▸ **Your objective**
Look below for the line that has "of the man.". Set down the lines from there through the line that has "the industrial building.", exactly as written.

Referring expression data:
══════════════════════════════

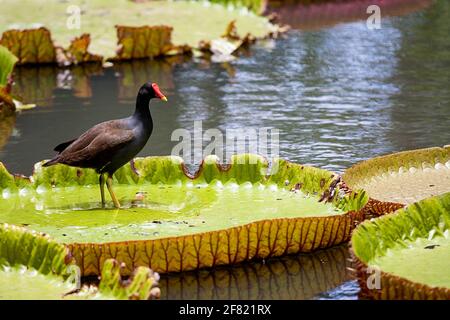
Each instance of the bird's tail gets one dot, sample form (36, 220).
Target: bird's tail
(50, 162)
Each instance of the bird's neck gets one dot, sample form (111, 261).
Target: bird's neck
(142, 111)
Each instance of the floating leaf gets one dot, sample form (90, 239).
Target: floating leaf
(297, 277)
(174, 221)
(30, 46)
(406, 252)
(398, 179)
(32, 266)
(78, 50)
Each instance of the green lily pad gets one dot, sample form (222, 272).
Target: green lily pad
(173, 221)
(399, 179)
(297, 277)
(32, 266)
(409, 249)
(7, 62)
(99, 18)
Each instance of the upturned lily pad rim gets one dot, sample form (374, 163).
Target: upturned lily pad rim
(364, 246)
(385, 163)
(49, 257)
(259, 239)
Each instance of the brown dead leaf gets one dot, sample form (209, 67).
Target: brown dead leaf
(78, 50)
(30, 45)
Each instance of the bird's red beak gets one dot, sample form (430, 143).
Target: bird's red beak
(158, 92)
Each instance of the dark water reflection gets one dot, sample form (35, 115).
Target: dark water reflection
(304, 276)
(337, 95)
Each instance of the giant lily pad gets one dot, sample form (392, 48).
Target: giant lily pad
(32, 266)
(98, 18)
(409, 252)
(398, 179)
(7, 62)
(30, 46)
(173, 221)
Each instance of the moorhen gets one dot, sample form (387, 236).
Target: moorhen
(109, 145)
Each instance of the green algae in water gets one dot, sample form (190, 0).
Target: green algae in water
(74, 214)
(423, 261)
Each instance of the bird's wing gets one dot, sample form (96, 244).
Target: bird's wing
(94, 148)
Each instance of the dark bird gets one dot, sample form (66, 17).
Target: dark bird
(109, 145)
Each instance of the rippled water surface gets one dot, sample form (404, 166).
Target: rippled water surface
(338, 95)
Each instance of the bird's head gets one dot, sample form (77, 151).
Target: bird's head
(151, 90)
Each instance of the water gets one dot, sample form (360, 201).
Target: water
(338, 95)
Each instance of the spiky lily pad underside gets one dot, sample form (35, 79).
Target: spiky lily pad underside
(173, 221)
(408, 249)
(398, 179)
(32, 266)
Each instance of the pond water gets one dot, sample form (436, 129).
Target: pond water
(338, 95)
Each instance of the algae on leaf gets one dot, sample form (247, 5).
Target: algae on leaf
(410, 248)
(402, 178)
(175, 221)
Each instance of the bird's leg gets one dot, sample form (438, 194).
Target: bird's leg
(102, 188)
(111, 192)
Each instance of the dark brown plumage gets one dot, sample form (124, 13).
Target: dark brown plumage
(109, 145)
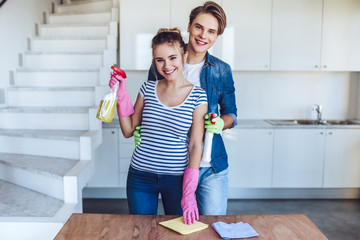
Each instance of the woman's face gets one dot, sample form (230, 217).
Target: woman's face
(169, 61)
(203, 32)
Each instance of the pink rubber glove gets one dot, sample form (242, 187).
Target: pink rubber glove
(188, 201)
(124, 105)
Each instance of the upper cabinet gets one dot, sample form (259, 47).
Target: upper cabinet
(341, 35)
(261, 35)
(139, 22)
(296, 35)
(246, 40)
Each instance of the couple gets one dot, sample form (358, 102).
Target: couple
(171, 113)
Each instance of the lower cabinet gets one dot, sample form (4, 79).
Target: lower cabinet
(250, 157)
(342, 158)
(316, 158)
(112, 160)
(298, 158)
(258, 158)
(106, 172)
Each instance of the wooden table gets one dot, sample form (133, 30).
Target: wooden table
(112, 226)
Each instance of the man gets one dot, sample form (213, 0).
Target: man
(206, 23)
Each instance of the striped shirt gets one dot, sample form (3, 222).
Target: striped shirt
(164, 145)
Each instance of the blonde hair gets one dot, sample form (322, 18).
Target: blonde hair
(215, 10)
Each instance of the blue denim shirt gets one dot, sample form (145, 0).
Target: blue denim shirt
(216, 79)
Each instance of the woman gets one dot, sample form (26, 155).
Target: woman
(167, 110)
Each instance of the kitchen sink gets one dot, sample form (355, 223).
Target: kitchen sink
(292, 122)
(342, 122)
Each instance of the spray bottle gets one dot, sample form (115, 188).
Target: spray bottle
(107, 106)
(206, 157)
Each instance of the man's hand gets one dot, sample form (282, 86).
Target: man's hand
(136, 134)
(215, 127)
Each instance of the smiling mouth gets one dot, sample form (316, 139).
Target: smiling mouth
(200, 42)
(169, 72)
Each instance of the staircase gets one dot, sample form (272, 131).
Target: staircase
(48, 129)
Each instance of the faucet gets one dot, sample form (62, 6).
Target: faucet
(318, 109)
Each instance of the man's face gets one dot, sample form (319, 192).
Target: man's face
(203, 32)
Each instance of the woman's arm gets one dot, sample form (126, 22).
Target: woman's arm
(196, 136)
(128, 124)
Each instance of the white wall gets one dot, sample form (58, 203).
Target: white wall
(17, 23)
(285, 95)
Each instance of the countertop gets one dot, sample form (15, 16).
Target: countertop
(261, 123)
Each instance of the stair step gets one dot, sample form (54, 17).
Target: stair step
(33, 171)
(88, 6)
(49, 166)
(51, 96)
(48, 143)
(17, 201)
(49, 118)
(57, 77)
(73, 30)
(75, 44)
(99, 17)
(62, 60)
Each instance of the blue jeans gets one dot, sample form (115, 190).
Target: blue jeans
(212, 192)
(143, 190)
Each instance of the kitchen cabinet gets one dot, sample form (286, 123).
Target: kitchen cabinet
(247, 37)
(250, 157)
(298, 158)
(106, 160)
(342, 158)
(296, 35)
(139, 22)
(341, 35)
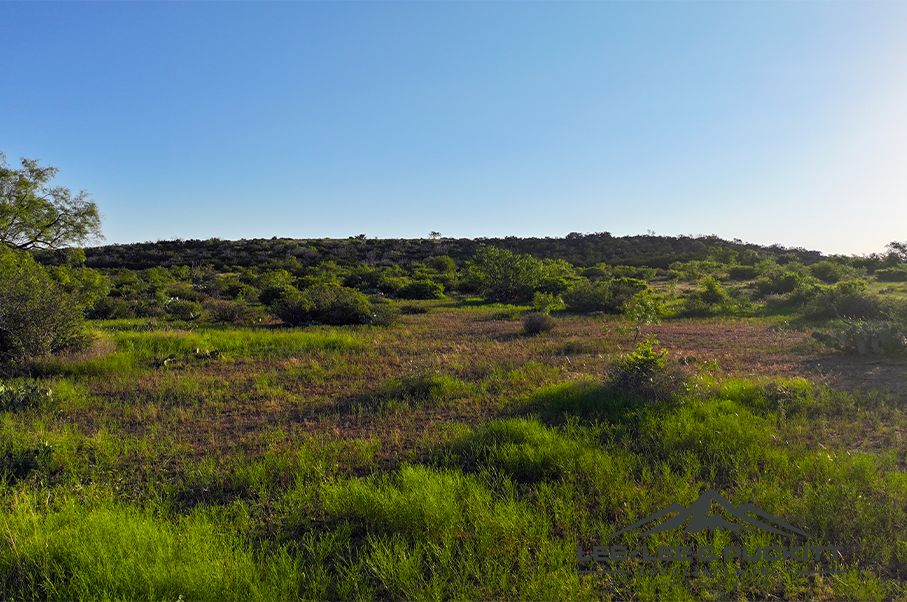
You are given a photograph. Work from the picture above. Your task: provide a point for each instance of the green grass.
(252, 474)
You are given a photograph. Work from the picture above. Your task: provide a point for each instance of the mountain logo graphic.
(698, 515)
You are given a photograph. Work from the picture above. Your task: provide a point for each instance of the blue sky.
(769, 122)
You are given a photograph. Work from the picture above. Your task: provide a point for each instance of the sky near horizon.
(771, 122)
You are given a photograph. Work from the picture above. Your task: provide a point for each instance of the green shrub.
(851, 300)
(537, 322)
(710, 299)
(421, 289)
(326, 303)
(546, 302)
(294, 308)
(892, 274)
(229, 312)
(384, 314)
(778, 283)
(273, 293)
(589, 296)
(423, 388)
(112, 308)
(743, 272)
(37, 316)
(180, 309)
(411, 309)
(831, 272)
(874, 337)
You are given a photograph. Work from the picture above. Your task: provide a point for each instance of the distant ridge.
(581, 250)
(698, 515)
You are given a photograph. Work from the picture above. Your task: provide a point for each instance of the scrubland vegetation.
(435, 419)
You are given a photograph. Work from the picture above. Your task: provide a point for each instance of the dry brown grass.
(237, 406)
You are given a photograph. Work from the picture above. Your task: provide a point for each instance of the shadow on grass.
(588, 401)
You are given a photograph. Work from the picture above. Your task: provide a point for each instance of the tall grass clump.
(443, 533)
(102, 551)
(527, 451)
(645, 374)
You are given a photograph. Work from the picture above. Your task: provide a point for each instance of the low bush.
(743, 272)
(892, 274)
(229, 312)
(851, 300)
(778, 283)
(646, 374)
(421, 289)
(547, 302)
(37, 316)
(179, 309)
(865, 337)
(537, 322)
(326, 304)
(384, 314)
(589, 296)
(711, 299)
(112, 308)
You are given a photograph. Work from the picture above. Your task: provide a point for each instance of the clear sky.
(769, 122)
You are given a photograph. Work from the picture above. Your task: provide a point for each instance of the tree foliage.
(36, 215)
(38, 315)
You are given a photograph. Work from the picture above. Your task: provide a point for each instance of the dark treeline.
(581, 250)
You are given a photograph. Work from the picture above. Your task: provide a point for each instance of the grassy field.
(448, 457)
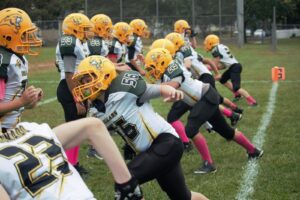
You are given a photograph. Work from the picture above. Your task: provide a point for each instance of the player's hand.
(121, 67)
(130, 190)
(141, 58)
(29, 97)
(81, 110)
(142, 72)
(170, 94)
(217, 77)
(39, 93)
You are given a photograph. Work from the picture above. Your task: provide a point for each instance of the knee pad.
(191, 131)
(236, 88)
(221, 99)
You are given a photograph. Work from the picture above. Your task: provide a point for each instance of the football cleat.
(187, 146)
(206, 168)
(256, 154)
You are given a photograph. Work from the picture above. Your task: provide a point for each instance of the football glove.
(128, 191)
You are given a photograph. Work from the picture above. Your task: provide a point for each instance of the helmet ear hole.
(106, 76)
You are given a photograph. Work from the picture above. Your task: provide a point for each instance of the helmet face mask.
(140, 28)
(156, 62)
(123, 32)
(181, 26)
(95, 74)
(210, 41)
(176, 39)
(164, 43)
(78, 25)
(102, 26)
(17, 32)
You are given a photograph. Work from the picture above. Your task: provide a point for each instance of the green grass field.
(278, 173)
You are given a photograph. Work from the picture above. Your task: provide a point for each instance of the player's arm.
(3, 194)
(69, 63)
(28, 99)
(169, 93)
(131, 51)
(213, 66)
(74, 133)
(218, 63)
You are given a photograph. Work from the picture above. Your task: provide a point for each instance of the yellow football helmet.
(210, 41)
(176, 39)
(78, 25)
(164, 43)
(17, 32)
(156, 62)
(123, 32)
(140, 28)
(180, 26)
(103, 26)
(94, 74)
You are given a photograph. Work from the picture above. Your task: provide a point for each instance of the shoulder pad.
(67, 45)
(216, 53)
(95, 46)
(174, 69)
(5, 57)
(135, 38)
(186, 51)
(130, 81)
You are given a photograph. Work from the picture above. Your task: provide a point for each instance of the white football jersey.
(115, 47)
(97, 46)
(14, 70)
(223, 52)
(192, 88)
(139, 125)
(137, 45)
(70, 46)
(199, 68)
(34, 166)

══════════════════════════════

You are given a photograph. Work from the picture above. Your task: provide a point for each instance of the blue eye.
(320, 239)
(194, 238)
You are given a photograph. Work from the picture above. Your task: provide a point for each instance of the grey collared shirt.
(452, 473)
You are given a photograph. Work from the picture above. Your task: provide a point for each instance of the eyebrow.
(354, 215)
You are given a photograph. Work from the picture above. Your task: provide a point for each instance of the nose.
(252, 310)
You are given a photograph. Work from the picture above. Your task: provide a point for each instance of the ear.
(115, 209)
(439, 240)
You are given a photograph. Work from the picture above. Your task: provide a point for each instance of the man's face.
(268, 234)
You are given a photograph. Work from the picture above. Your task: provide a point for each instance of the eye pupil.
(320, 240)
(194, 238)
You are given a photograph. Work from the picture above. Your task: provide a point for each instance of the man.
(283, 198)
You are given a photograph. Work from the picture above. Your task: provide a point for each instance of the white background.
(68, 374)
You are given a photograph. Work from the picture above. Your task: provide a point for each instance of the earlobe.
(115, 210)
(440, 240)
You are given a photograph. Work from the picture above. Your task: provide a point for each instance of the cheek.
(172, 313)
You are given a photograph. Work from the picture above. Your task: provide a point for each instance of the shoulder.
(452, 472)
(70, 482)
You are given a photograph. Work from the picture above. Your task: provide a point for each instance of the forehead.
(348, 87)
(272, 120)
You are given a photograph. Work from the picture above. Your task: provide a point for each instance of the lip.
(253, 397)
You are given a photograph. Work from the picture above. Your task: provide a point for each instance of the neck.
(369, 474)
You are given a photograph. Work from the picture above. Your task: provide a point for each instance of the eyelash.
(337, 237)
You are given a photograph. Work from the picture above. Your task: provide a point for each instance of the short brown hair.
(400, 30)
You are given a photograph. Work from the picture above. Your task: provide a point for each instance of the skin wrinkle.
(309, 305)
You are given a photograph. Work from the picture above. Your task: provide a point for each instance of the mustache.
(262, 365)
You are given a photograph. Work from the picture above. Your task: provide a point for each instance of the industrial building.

══════════════════════════════

▸ **Task result**
You are given a photograph. Work from the picture above. Your task: provide a point for each instance of the man.
(283, 198)
You are given a photograph. Work from the picture above. Your task: provide a point for each instance of the white background.
(68, 374)
You are given a photograph. Work from the picture above. Your task: provide a point for each instance of the earlobe.
(115, 210)
(440, 240)
You are given a photograph. Work from the picture above. Your task: provide a point for each instance of the cheek.
(172, 313)
You are given a photograph. Work from the picture above. Your task: provide a point for each instance of the shoulder.
(452, 472)
(70, 482)
You are given a photograph. Work from the picture above. Your task: provide a point for each instance of the forehead.
(348, 87)
(272, 120)
You are given a photograph. Work from the picture above. Your task: provide a point for each instance of the lip.
(253, 397)
You are given a photograph. Work from the picture above. Your task: provide a point for each instance of the neck.
(369, 474)
You are given a photograph. Work from the picture above. Your task: provide a point for each instance of the eyelash.
(337, 237)
You are given a photograph. Work from the picture above. Your task: provide a point for each instance of the short brown hair.
(400, 30)
You are given a photograph. Work from the picture above. Your task: provide a point for each instance of the skin wrinkle.
(309, 305)
You are given a photograph. Work from the picture above. Your task: provide a point for each instance of the mustache.
(262, 365)
You are given a photograph. Work from the picture above. Your task: provide a point for each instance of the industrial building.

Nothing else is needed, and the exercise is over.